- _Verilen alıntı_:

==*==

Tabi burada sormak lazım! Tabi her alanda Türkiye ithalata dayalı. Ama gübre ve yem bile üretemeyip, niye ithal ediyoruz? Niye maliyet kasıtlı olarak artırılıyor? Neden ülkede üretenler ağır vergi mükellefiyetine maruz kalırken, ithal edilen ürünlerin gümrük vergileri sıfırlanıyor? Bunları herkes sorgulamalıdır!

Ekim 2019 verilerine göre yılın ilk sekiz ayında 5 milyon 457 bin ton buğday, 28 milyon ton mısır ve 175 bin ton arpa ithal edilmiştir.

2019 yılında; bitkisel üretimde 5 milyar 789 milyon $ ithalata karşılık, 2 milyar 697 milyon $ ihracat yapılmıştır. Hayvansal üretimde ise 465 milyon $ ithalata karşılık, 273 milyon $ ihracat yapılmıştır. Böylece ithalat ve ihracat arasındaki fark, ithalat lehine iki kata ulaşmıştır. Yani tarım ve hayvanlıkta dışa bağımlı durumdayız!

==*==

- _Çıkarılan veriler_:
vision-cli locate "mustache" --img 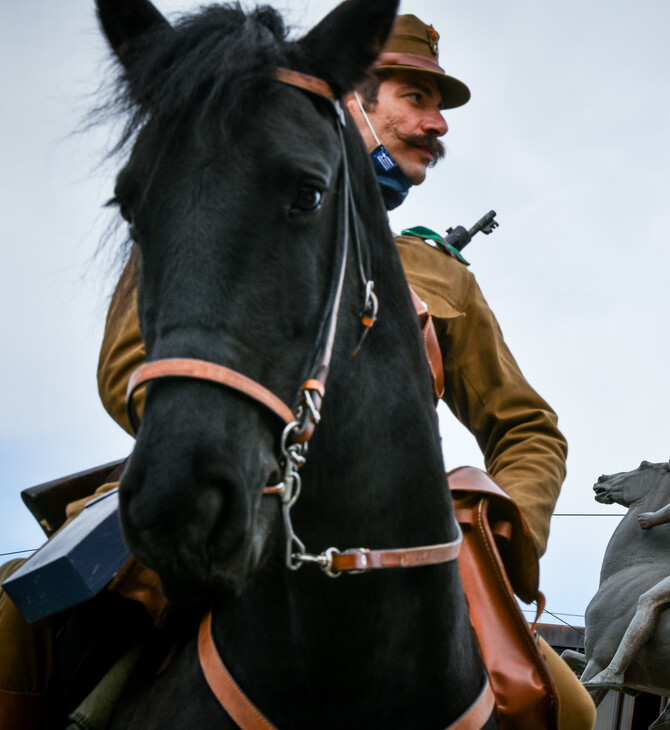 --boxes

==*==

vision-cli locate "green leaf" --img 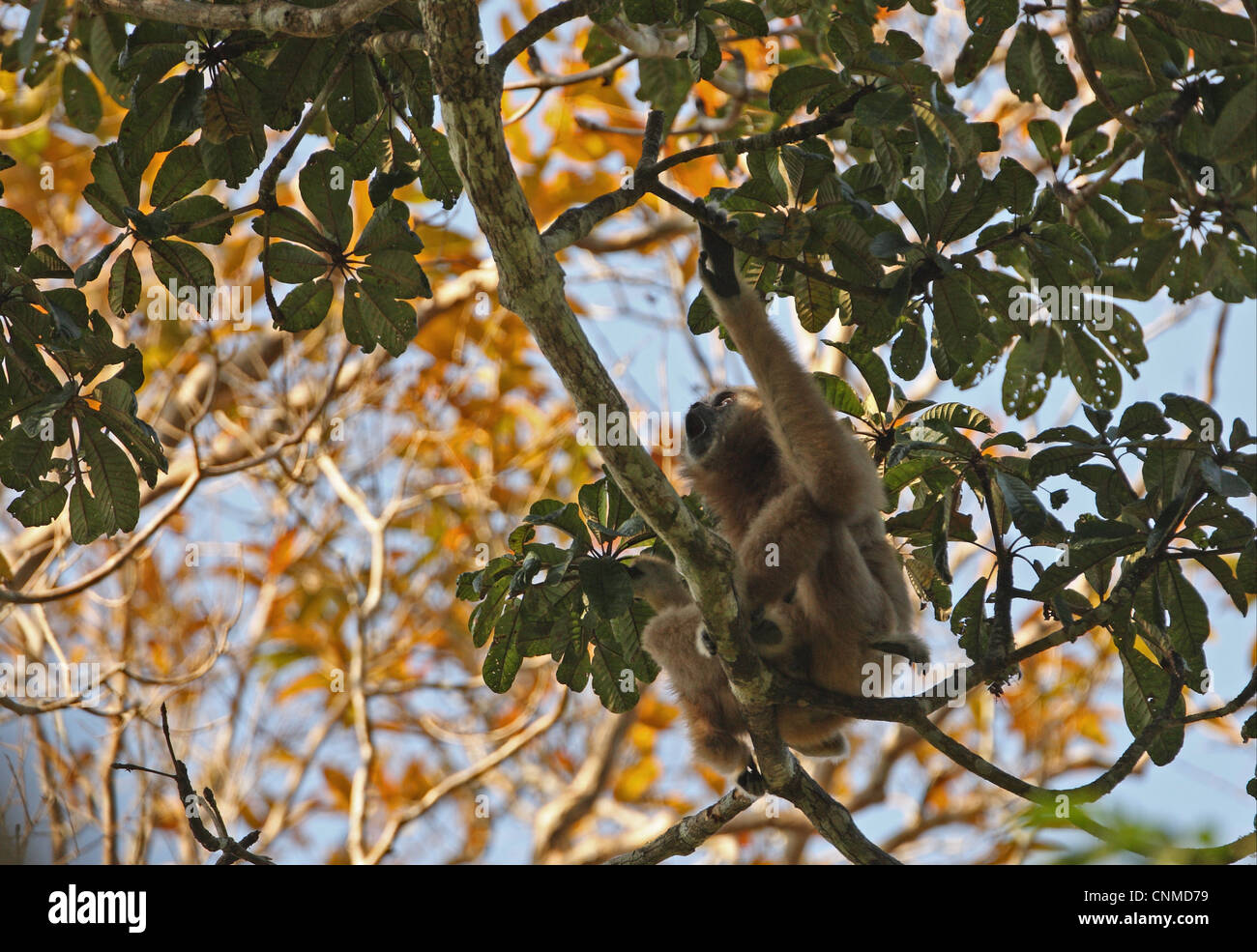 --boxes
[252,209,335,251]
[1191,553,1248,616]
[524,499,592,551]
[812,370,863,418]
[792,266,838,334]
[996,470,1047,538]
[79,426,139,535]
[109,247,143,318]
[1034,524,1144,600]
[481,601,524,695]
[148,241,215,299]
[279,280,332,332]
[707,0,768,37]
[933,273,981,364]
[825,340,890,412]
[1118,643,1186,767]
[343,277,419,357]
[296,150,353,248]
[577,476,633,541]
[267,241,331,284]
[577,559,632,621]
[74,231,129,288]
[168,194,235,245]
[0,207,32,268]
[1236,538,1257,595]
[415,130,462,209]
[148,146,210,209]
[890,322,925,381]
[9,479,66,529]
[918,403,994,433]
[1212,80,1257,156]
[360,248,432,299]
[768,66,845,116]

==*==

- _Yapılacak iş_:
Tarım ithalatı üzerine metinden bir bölümü harfi harfine kopyalayın: "Tabi burada sormak" sözlerinin geçtiği yerden başlayın, "dışa bağımlı durumdayız!" sözlerinden sonra bitirin.

- _Alıştırmanın yanıtı_:
Tabi burada sormak lazım! Tabi her alanda Türkiye ithalata dayalı. Ama gübre ve yem bile üretemeyip, niye ithal ediyoruz? Niye maliyet kasıtlı olarak artırılıyor? Neden ülkede üretenler ağır vergi mükellefiyetine maruz kalırken, ithal edilen ürünlerin gümrük vergileri sıfırlanıyor? Bunları herkes sorgulamalıdır!

Ekim 2019 verilerine göre yılın ilk sekiz ayında 5 milyon 457 bin ton buğday, 28 milyon ton mısır ve 175 bin ton arpa ithal edilmiştir.

2019 yılında; bitkisel üretimde 5 milyar 789 milyon $ ithalata karşılık, 2 milyar 697 milyon $ ihracat yapılmıştır. Hayvansal üretimde ise 465 milyon $ ithalata karşılık, 273 milyon $ ihracat yapılmıştır. Böylece ithalat ve ihracat arasındaki fark, ithalat lehine iki kata ulaşmıştır. Yani tarım ve hayvanlıkta dışa bağımlı durumdayız!